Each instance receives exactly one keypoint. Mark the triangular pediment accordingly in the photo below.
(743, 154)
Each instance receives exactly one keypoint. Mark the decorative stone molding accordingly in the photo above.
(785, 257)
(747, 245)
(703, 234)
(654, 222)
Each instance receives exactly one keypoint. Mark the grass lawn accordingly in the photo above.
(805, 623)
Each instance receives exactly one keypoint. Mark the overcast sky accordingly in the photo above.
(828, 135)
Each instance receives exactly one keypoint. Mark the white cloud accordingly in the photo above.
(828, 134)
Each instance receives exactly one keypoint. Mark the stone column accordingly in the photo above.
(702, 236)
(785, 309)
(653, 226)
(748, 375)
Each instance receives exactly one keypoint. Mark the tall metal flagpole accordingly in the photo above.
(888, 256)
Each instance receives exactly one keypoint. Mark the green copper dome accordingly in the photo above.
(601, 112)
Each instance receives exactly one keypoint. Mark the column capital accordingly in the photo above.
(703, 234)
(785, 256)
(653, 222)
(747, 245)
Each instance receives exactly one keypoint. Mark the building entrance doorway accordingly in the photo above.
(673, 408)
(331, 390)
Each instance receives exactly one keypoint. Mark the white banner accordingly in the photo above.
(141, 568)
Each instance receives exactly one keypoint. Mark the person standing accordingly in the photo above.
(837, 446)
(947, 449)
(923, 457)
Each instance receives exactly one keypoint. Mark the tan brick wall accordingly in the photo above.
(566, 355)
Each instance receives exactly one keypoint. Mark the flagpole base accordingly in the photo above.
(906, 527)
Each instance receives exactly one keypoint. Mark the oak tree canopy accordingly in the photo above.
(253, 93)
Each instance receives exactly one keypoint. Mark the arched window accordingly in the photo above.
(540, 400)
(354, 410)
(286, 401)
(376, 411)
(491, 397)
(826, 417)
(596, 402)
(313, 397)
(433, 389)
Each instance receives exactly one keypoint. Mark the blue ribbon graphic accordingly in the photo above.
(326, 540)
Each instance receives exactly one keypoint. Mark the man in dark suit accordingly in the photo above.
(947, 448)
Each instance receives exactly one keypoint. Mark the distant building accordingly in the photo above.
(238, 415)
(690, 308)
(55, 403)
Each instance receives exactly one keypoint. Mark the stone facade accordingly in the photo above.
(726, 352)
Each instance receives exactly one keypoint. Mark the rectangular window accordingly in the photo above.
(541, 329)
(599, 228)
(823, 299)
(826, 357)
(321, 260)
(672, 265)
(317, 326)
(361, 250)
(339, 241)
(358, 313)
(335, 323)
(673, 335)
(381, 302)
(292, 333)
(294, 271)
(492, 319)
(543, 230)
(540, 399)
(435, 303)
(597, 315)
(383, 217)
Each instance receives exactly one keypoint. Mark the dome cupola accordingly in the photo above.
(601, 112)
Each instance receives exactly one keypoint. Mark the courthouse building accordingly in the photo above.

==*==

Prompt :: Your task is to repeat each line of the material exactly.

Solution for this task ::
Each instance receives exactly one keypoint. Mark the triangular pediment accordingly in the photo below.
(743, 154)
Each instance receives exactly one keypoint. Mark the decorative stone molding accordingly in the photo above.
(785, 257)
(747, 245)
(703, 234)
(654, 222)
Each instance receives exactly one keypoint. Mark the grass lawn accordingly in the photo above.
(805, 623)
Each instance receives exactly one keypoint. Mark the overcast sky accordingly in the photo above.
(828, 135)
Each instance receives exactly one keypoint. Mark the white cloud accordingly in the photo above.
(828, 134)
Each instance receives exactly one keypoint. Mark the stone column accordingly in the photo above.
(702, 236)
(785, 309)
(653, 226)
(748, 375)
Each instance receives exactly one keypoint. Mark the tall metal flagpole accordingly in the photo above.
(888, 256)
Each instance receives exactly one keypoint. Mark the green copper dome accordingly in the photo above.
(601, 112)
Each instance receives exactly one keypoint. Mark the column capital accordingly in the photo above.
(703, 234)
(785, 256)
(653, 222)
(747, 245)
Each instance receives exactly one keypoint. Mark the building entrance doorway accordingly in the photo above.
(673, 408)
(331, 390)
Each instance receives exactly one keypoint. Mark the white banner accordingly in the photo above.
(141, 568)
Each instance receives exactly one keypoint. Mark the person standing accordingly in the photo above.
(837, 446)
(947, 449)
(923, 457)
Each instance receives exactly one keypoint. Mark the tan brick wall accordingly in the photo above.
(566, 355)
Each instance receives exactly one keypoint. Mark the flagpole base accordingly in the photo above.
(906, 527)
Each instance receives exactly one keypoint. Mark the oak tree canopy accordingly in the photo above.
(253, 93)
Each instance receives exactly one keypoint. Mark the arched window accordingly in the photo above.
(540, 400)
(354, 410)
(286, 401)
(376, 411)
(491, 397)
(826, 417)
(596, 402)
(313, 397)
(433, 389)
Each instance receives exactly one keypoint. Mark the blue ribbon graphic accordingly in the photo above.
(326, 540)
Each instance receives exactly one keypoint. Mark the man in dark suit accordingly in the photo above.
(947, 448)
Each instance receives exactly one keypoint. Mark the distant building accordingly in the photo above.
(238, 415)
(690, 308)
(55, 403)
Each instance receives exactly one keypoint. Mark the stone facade accordingly in the photo above.
(726, 352)
Each instance receives exactly one keypoint. Mark the rectangular window accordingly in the photo above.
(541, 329)
(599, 228)
(823, 299)
(826, 357)
(321, 260)
(672, 265)
(317, 326)
(361, 250)
(339, 241)
(358, 313)
(335, 323)
(673, 335)
(381, 302)
(292, 333)
(294, 271)
(492, 319)
(543, 230)
(540, 399)
(435, 303)
(597, 315)
(383, 217)
Each instance receives exactly one keypoint. Mark the dome cupola accordingly in the photo above.
(601, 112)
Each instance receives exactly one keypoint. Mark the courthouse building accordingly in the photo above.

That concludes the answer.